───── EXTRACT TO READ

2. Offer – Acceptance

(1)     Unless otherwise specified in the concrete offer, our offers always are non-binding.

 

(2)     Documents supplied prior to submission of the offer, e.g. advertising brochures and similar documents, are subordinated to the specifications of goods and services contained in our offer, unless and to the extent they are expressly defined as binding and prior-ranking. In case of contradictions between the specification of goods and services and the aforementioned documents the specification of goods and services in the offer shall be prior-ranking.

 

(3)     If the order of the customer is to be interpreted as an offer, we can accept it within two weeks, unless a shorter or a longer commitment period is agreed in writing.

 

(4)     An order is only deemed to have been accepted, when it has been confirmed as binding by us in writing or when we start with the performance.

 

3. Confidentiality

Unless otherwise agreed or being agreed in writing, both parties commit to mutually keep secret any information that they received in connection with the performance of the services agreed upon and that are not proven to have been otherwise known to the receiving party, if and to the extent that a disclosure is not required by statutory or judicial obligation. In particular, both parties commit to use such information, which is to remain secret and shall be designated as “confidential”, exclusively by authorized persons for the indicated purpose, and to destroy or return it – subject to the applicable laws and regulations – on demand of the other party. For evidence purposes one archival copy can be kept. Press releases and scientific publications which contain information which is to remain secret are subject to the prior written approval by the other party.

 

4. Prices – Payment terms

(1)     The prices agreed upon in the orders apply for our services. Unless otherwise agreed in writing, all prices are quoted ex our registered office exclusive the costs of carriage; costs for rush jobs and express orders as well as for special packaging must be paid separately. Our prices do not include the statutory value added tax; the value added tax is stated in the invoice separately at the applicable statutory rate at the date of the invoice. The prices are duty unpaid.

 

(2)     At the latest at the time of the order of the services, the customer shall draw our attention to the statutes, provisions, regulations and regulatory requirements in force at the place of destination that apply to the performance of the services, the use, the labelling, the packaging, the shipment and the health and safety provisions. If and to the extent additional costs are incurred beyond the customary provisions for services at our registered office, these shall be paid by the customer according to the corresponding disclosure in the invoice.

──────────
───── GIVEN INFORMATION

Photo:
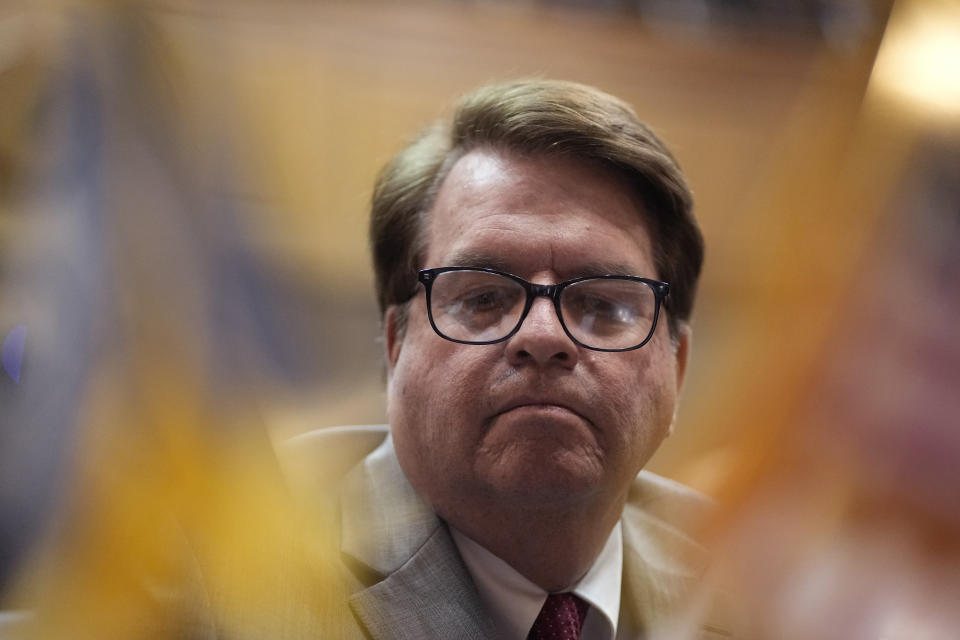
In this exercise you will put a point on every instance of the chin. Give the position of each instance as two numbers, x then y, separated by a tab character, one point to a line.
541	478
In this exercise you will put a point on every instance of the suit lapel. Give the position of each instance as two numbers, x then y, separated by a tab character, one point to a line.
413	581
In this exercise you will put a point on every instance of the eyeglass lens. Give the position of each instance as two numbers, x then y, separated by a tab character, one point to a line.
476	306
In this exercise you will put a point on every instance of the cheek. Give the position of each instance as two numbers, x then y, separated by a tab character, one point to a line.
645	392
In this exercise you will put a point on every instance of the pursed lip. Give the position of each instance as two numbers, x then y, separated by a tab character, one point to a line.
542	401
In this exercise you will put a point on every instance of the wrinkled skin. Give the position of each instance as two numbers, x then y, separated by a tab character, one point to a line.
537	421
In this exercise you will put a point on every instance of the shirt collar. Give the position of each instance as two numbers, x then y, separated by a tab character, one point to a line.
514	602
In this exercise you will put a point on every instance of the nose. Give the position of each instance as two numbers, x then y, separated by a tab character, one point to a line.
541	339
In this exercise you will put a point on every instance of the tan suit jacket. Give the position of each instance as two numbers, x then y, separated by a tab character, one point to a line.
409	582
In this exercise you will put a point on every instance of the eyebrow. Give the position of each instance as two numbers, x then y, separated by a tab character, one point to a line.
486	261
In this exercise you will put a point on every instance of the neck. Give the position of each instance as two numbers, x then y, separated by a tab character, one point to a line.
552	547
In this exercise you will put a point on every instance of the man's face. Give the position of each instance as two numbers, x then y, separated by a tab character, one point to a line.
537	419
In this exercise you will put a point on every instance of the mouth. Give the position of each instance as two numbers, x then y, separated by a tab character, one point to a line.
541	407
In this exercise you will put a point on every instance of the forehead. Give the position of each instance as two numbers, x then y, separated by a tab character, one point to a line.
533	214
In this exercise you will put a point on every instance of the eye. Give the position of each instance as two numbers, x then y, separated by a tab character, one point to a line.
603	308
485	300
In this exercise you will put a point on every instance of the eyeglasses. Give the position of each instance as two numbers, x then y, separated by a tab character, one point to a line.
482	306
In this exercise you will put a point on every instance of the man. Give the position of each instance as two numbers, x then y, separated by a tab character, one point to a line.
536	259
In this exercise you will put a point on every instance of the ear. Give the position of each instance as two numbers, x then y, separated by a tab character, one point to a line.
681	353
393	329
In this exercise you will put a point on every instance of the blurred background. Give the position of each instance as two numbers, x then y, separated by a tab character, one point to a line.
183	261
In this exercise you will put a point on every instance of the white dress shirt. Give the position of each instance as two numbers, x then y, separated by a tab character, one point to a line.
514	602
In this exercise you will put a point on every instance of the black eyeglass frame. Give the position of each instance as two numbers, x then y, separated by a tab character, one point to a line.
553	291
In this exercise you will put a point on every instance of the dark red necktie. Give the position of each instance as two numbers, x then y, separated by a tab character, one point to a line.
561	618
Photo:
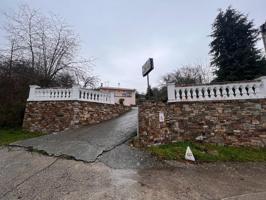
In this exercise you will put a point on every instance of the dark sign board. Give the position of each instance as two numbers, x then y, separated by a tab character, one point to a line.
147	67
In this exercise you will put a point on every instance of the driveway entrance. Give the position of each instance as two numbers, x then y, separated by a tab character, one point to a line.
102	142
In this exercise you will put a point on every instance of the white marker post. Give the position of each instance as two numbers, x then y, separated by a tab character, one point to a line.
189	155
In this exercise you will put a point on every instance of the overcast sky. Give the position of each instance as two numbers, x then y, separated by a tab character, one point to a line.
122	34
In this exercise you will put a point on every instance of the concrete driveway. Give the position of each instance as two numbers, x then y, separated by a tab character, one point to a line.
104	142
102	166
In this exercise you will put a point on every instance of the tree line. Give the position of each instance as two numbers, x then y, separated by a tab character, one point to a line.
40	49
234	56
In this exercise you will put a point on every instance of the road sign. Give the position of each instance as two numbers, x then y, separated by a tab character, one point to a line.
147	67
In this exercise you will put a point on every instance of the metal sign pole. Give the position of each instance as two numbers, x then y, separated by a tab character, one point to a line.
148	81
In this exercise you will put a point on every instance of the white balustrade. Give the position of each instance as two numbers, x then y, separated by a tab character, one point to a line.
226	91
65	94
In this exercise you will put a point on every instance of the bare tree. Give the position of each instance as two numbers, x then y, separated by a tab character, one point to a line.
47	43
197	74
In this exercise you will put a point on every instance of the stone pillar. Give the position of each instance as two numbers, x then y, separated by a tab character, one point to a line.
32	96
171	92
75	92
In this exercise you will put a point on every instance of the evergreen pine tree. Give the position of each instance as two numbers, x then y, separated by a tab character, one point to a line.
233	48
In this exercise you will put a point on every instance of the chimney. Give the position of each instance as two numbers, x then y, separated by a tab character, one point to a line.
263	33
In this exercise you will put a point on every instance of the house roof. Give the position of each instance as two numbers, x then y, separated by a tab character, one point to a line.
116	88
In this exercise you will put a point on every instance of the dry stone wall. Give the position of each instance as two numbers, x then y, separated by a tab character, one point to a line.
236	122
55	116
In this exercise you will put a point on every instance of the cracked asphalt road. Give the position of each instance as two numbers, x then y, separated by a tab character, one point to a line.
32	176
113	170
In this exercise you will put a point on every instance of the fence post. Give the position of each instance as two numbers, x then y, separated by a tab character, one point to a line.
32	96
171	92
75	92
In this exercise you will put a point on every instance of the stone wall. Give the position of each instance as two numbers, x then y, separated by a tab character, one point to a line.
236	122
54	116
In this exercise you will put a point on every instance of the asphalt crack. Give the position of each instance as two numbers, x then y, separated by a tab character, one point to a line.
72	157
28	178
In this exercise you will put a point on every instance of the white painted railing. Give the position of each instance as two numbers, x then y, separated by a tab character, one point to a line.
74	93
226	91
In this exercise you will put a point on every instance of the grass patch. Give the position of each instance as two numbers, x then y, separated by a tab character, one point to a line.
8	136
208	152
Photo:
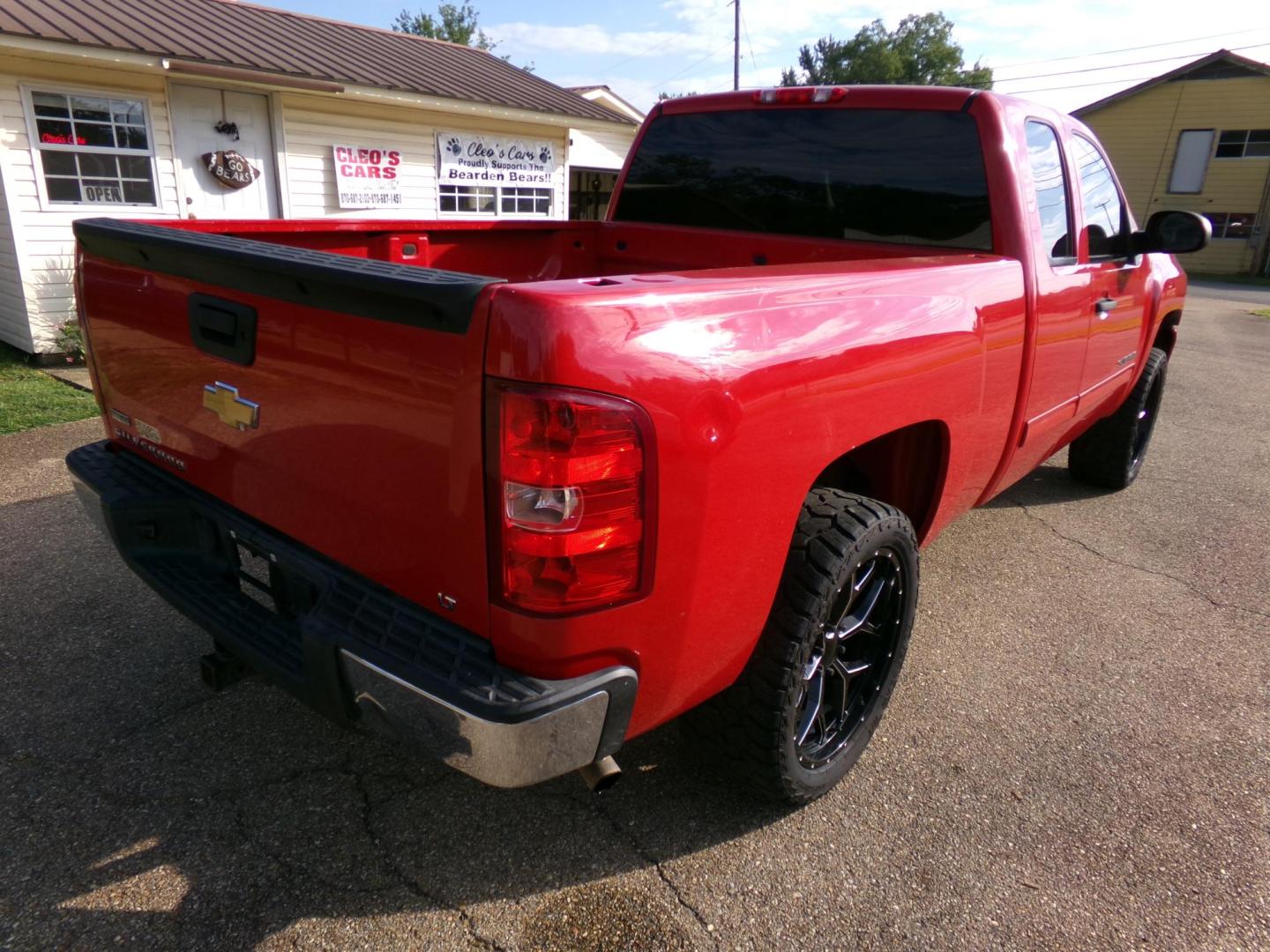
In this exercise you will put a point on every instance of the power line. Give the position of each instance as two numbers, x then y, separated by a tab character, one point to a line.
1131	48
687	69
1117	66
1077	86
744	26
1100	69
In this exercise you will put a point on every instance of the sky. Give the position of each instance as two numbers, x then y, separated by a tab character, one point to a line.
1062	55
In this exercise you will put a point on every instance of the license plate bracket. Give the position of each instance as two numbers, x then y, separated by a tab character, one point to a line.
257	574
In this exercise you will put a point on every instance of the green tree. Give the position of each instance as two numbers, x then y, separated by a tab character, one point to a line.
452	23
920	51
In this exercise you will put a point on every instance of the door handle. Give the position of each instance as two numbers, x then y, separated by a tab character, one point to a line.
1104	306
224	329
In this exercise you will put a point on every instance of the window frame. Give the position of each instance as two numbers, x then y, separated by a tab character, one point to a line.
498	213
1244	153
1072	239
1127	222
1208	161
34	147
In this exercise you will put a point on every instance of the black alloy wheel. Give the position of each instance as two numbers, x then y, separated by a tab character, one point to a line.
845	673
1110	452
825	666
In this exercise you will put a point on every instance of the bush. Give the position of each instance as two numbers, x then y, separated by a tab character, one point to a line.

──────────

* **PARTS OF THE EXERCISE**
**a)** Rewrite the terms and conditions from "(3)     If the" up to and including "agreed in writing.", replacing "two weeks" with "ten days".
**b)** Write the next passage of the terms and conditions, starting right after the final sentence given.

* **ANSWERS**
**a)**
(3)     If the order of the customer is to be interpreted as an offer, we can accept it within ten days, unless a shorter or a longer commitment period is agreed in writing.

**b)**
(3)     Unless otherwise agreed, the payment shall be made within 10 days after receipt of the invoice without any deductions. In the event that the customer should be in default of payment, any money debt must bear interest during the time of default. The default rate of interest per year is eight percentage points above the basic rate of interest; we may demand higher interest on a different legal basis. The assertion of further damage is not excluded. We are entitled to the payment of a flat payment of EUR 40.00 in case of delay of payment of the customer. We reserve the right to assert further claims for damages.

 

(4)     All our receivables shall be due with immediate effect if the customer does not adhere to the terms and conditions of payment or if circumstances become known to us, which are of a nature to reduce the credit worthiness of the customer. In this event, we are also entitled to provide still outstanding services only against payment in advance or to ask for reasonable securities and to withdraw from the contract following a reasonable period of grace and, if the customer is at fault, to demand damages in lieu of performance.

 

(5)     The customer shall only be entitled to off-set any counterclaims, if his counterclaims have been established in court with final force and effect, are uncontested or have been approved by us. This applies with the exception of damage claims arising from this contract. Besides, the customer shall be entitled to exercise a right of retention in accordance with the aforementioned conditions in so far as his counterclaim is based on the same contractual relationship.

 

5. Deadlines and dates

(1)     Dates and deadlines are only binding if this has been explicitly agreed for the individual case. The deadline for the performance of the service begins with the day of our acceptance of the order, however, not before all details of the performance have been clarified in full (test methods, specifications, reference substances, provided materials, etc.).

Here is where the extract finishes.